Source passage:
Segment Open

The liturgical calendar and our own collective emotional calendars are not precisely in synch with this historical date. Nobody expects a sermon about acknowledgement and forgiveness of an Invasion 3 days before Christmas, the same way you don ́t expect your family to face the fear and despair of a war on your doorstep 4 days before it, nor the insecurity that lasted weeks after it.

Twenty five years after the atrocities of the invasion, the pain remains––intense for those closest to the victims, a dull ache for those of us further removed. Jesus reaches out from the day’s Gospel to take our pain––if not with an instant remedy, surely with a sound road to recovery.

Forgiveness is the essence of Christian love. It is not restricted to overlooking petty faux pas or even gross insults. Forgiveness is the transcendent courage to absorb a despicable blow without being consumed by a blood-lust for revenge. Forgiveness is not a largesse we dispense by power of our innate superiority. It is the grace of God transmitted through us. It is the ultimate witness of Christ’s love in the world.

Segment Closed

Information supplied:
Segment Open

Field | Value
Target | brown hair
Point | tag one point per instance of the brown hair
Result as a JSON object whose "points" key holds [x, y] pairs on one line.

Segment Closed

Required work:
**1)** Sum up the passage on forgiveness in two sentences.
**2)** Write the next part of the passage on forgiveness, picking up after its last sentence.
The listing comes from a different source than the passage on forgiveness.

Answers to the exercises:
**1)** Twenty-five years after the invasion, its pain remains, and Jesus in the day's Gospel offers a sound road to recovery, if not an instant remedy. Forgiveness, the essence of Christian love, is the courage to absorb a despicable blow without being consumed by a thirst for revenge, and it is God's grace passing through us rather than a gift of our own superiority.

**2)**
But don’t be confused. Forgiveness is not a get out of jail free card for perpetrators. Civil justice should be tempered, not eliminated, by Christian love. God has not issued an easy-pass for evil in the world to benefit the bad guys.

Forgiveness works differently for each person, And as a Christian, I confess to you, my brethren, that Forgiveness is difficult for me, but a collective effort of acknowledgement of what happened during the invasion: the lives that were lost, the families that were broken, and the deep wound inflicted in the Panamanian people might trigger a collective effort to strengthen the core of our society and never to recreate the circumstances that led to that invasion. In this moment in history, by letting the perpetrators, and the politicians that benefited from it, erase the invasion from our history books we are moving away from forgiveness.

We can choose to spend our lives obsessed with settling scores with terrorists, with rivals, with noisy neighbors, with line jumpers, with the wise guy in the other lane or even within our own families. Life presents us with infinite opportunities to constantly get even or to forgive «seven times seventy» (Matthew 18:22). The choice is ours. We can live in love or we can live in hate. Both are transformative forces. We become what we value and love or we can risk becoming the evil we obsess upon. From painful personal experience, love is better.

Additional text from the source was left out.